Tasks and exercises =
- a) In the history of gin, retype the passage that begins at the words "As cocktail culture" and stops after "was unmistakably gin-forward.".
- b) Translate this sentence from the history of gin into Spanish: "Tonic water was originally consumed because it contained quinine, used to combat malaria."
- c) Carry on the history of gin from where it stops.

Text segment =
####################
Its fourth avatar saw it move from London’s poorest districts into some of the most exclusive clubs and drawing rooms of the British Empire. As officers, traders and administrators travelled across Asia and Africa, they carried their favourite spirit with them. Gin became synonymous with colonial evenings, wicker chairs, whirring ceiling fans and sundowners served as the heat of the day began to fade. 

Then came life number five: the accidental creation of one of the world’s most famous drinks. 

Tonic water was originally consumed because it contained quinine, used to combat malaria. The problem was that quinine tasted dreadful. Someone eventually decided that adding gin might improve matters. It did. Considerably. The Gin & Tonic remains perhaps history’s most successful example of medicine being improved by alcohol. 

Life six brought glamour. 

As cocktail culture flourished in the early 20th century, gin found itself at the centre of fashionable society. The Martini emerged as a symbol of sophistication, served in elegant hotel bars and immortalised in films, novels and advertisements. Entire friendships have probably been lost arguing about the correct ratio of gin to vermouth. 

Which brings us to life number seven: celebrity. 

Ian Flemming’s James Bond elevated gin cocktails into the realm of legend. In Casino Royale, Bond introduced readers to the Vesper Martini-a formidable blend of gin, vodka and Kina Lillet and forever immortalising the phrase “shaken, not stirred.” Although the films later popularised vodka martinis, Bond’s original drink was unmistakably gin-forward. 

Bond was hardly gin’s only champion. Writers, actors and socialites helped turn gin into a symbol of sophistication throughout the 20th century. Ernest Hemingway declared that “a gimlet is just about the best thing one can have,” while poet and wit Dorothy Parker delivered perhaps the most famous tribute of all: 

“SlI like to have a martini,
Two at the very most.
After three I’m under the table,
After four I’m under my host.” 

By the mid-20th century, gin had become the drink of choice for everyone from literary wits to Hollywood leading men. It helped cement the spirit’s association with elegance, intrigue and impeccable tailoring. 

By the late 20th century, however, gin’s fortunes began to fade. 

This was life eight: near extinction. Vodka’s clean, neutral profile captured the public imagination and gin suddenly seemed old-fashioned. For a time, it risked becoming the drink your grandparents ordered while everyone else chased newer trends. 

Many spirits never recover from such moments. But Gin did.
####################
Image point grounding data
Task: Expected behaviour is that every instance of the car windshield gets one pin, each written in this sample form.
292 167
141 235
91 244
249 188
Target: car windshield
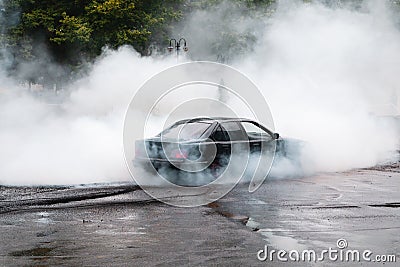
186 131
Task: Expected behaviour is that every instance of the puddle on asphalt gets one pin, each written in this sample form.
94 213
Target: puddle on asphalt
35 252
281 242
44 218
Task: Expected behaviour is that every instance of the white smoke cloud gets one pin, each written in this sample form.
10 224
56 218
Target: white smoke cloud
327 74
324 71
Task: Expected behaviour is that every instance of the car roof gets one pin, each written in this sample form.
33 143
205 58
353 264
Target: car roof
212 119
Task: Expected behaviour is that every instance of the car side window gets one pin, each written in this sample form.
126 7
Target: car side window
234 131
220 134
255 132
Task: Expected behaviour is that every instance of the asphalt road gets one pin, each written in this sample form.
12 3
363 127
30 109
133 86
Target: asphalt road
120 225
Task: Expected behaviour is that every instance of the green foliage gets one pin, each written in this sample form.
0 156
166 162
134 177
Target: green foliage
76 30
72 32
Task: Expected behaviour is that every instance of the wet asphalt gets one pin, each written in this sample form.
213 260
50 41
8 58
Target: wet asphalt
120 225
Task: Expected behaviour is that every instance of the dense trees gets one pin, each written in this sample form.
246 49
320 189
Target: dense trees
72 32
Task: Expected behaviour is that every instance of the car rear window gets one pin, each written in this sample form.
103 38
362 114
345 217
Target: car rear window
186 131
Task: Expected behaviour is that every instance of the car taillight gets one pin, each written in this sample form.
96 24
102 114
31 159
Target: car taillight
179 154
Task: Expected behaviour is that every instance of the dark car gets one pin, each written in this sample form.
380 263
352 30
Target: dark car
206 145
####################
Answers in order =
- a)
As cocktail culture flourished in the early 20th century, gin found itself at the centre of fashionable society. The Martini emerged as a symbol of sophistication, served in elegant hotel bars and immortalised in films, novels and advertisements. Entire friendships have probably been lost arguing about the correct ratio of gin to vermouth. 

Which brings us to life number seven: celebrity. 

Ian Flemming’s James Bond elevated gin cocktails into the realm of legend. In Casino Royale, Bond introduced readers to the Vesper Martini-a formidable blend of gin, vodka and Kina Lillet and forever immortalising the phrase “shaken, not stirred.” Although the films later popularised vodka martinis, Bond’s original drink was unmistakably gin-forward.

- b) El agua tónica se consumía originalmente porque contenía quinina, que se usaba para combatir la malaria.

- c)
Its ninth life is the great gin revival – the one we’re living today. 

The craft spirits revolution transformed gin into a canvas for creativity. Distillers began experimenting with local ingredients, unusual botanicals and regional identities. Suddenly gin was no longer just about juniper. It became a playground for creativity. Lavender, tea, seaweed, olives, mountain herbs, peppercorns, citrus blossoms and dozens of other ingredients found their way into stills. Suddenly gin has become a storyteller. Every bottle seems to carry a narrative: a landscape, a memory, a spice route, a garden or a cultural tradition. And nowhere is this transformation more visible than in India. 

Long known as a source of some of the world’s most prized botanicals, including pepper, cardamom, coriander and juniper. India has emerged as one of the most exciting gin-producing regions in the world. Contemporary Indian gins draw inspiration from forests, mountains, spice markets and tea gardens, creating flavour profiles that are unmistakably local yet globally relevant.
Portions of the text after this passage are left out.